■ SELECTED EXCERPT
Throughout my career I have been motivated by C. Wright Mills’ challenge to sociologists that we pursue the “intersection of biography and history in social structure,” that is, the study of the biographical factors that bring the person to positions in the social structure and the set of historical factors that bring the positions to the person (see Mills, The Sociological Imagination, 1959).
Consistent with Mills’ challenge, my interests include a wide range of phenomena concerned with the connection of human development and social change. I am probably best known for my work on the impacts of demographic and historical processes on individual cognitive, ideological and attitudinal development over the life span. One study, which I worked on with Ron Cohen and Theodore Newcomb (Political Attitudes Over the Life-Span: The Bennington Women After Fifty Years, Wisconsin Press, 1991), focused on the lifelong development of attitudes and political identities within the context of both social change and development of the life course. I have also maintained a research program on the study of the stability of human characteristics over the life span and am currently working on a study of the antecedents and consequences of cognitive functioning in middle and older age.
In addition to political socialization and life-span development, I have studied changes in the family (particularly parental child-rearing values and beliefs about sex-roles), educational institutions and religion. The common focus of this research is the role of environmental factors in shaping individual biographies over the life span. A common element in much of this work is a focus on the existence of the unique impacts of “generational” experiences on attitudes, beliefs and behavior.

Dataset excerpts
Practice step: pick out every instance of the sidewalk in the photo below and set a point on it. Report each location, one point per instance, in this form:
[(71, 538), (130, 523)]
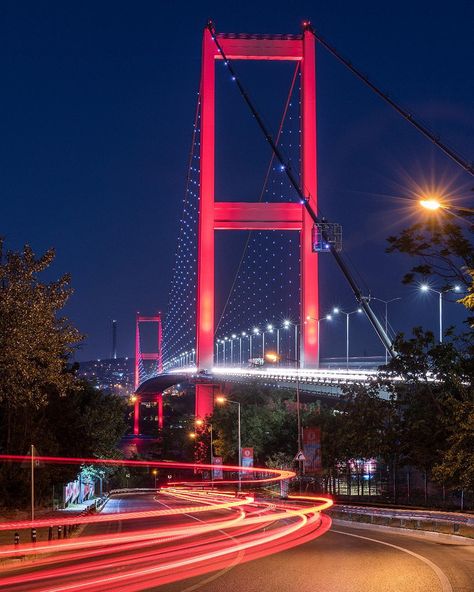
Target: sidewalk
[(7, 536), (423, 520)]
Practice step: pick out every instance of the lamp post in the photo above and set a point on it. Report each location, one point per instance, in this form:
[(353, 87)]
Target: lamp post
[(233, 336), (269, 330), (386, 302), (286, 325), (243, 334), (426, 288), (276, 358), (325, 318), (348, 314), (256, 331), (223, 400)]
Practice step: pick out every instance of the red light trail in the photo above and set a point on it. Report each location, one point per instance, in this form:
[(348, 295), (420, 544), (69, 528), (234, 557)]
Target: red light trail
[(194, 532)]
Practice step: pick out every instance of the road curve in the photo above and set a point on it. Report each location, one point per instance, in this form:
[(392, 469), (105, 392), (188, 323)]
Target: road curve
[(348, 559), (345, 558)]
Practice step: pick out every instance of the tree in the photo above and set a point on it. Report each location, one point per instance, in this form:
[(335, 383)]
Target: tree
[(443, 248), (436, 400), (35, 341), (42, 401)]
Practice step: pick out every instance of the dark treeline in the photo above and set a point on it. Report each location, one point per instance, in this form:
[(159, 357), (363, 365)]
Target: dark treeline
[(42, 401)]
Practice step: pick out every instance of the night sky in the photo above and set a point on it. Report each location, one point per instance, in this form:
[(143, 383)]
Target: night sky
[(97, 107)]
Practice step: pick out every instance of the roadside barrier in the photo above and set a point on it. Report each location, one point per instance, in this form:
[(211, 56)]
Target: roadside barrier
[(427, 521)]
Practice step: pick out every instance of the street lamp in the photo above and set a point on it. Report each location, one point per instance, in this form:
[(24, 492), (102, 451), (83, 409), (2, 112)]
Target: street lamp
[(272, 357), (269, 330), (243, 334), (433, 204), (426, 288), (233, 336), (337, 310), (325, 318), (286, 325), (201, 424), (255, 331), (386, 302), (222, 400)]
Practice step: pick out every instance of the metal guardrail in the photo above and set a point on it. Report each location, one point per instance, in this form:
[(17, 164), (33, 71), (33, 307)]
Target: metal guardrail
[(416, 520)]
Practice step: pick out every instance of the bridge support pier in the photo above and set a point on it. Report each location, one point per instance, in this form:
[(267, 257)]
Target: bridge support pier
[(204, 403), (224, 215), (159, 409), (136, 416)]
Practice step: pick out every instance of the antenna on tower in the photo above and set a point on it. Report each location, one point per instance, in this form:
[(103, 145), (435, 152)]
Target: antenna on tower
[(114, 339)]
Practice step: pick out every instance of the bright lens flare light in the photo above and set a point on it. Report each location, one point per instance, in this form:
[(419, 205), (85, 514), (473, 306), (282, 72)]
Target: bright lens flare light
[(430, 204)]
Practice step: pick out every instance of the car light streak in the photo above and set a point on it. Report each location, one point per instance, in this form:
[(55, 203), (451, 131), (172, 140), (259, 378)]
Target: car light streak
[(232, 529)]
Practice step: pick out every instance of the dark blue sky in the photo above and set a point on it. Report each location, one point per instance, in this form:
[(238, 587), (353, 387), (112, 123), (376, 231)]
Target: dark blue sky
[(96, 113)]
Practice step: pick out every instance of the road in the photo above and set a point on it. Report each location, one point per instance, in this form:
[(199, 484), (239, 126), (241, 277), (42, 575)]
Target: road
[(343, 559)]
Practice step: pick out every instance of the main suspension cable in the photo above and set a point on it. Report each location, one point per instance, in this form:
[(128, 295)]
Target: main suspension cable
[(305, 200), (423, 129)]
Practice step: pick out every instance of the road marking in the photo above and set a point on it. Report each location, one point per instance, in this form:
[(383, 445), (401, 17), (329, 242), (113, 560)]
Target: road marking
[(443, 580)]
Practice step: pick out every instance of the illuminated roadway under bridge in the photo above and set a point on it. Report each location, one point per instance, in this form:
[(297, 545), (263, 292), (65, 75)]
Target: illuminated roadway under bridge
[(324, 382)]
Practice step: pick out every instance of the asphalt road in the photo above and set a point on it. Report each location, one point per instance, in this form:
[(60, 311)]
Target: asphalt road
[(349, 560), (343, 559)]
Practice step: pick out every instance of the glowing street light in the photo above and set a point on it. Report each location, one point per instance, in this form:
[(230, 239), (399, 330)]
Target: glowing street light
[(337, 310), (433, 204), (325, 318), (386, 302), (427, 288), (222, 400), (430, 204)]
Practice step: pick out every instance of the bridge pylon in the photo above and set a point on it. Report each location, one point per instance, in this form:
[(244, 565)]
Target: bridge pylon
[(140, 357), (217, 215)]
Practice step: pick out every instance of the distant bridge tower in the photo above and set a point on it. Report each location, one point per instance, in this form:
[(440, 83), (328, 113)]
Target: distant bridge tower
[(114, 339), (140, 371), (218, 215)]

■ TASK DESCRIPTION
Duplicate the statement on the author's research interests in full, word for word.

■ COMPLETED TASK
Throughout my career I have been motivated by C. Wright Mills’ challenge to sociologists that we pursue the “intersection of biography and history in social structure,” that is, the study of the biographical factors that bring the person to positions in the social structure and the set of historical factors that bring the positions to the person (see Mills, The Sociological Imagination, 1959).
Consistent with Mills’ challenge, my interests include a wide range of phenomena concerned with the connection of human development and social change. I am probably best known for my work on the impacts of demographic and historical processes on individual cognitive, ideological and attitudinal development over the life span. One study, which I worked on with Ron Cohen and Theodore Newcomb (Political Attitudes Over the Life-Span: The Bennington Women After Fifty Years, Wisconsin Press, 1991), focused on the lifelong development of attitudes and political identities within the context of both social change and development of the life course. I have also maintained a research program on the study of the stability of human characteristics over the life span and am currently working on a study of the antecedents and consequences of cognitive functioning in middle and older age.
In addition to political socialization and life-span development, I have studied changes in the family (particularly parental child-rearing values and beliefs about sex-roles), educational institutions and religion. The common focus of this research is the role of environmental factors in shaping individual biographies over the life span. A common element in much of this work is a focus on the existence of the unique impacts of “generational” experiences on attitudes, beliefs and behavior.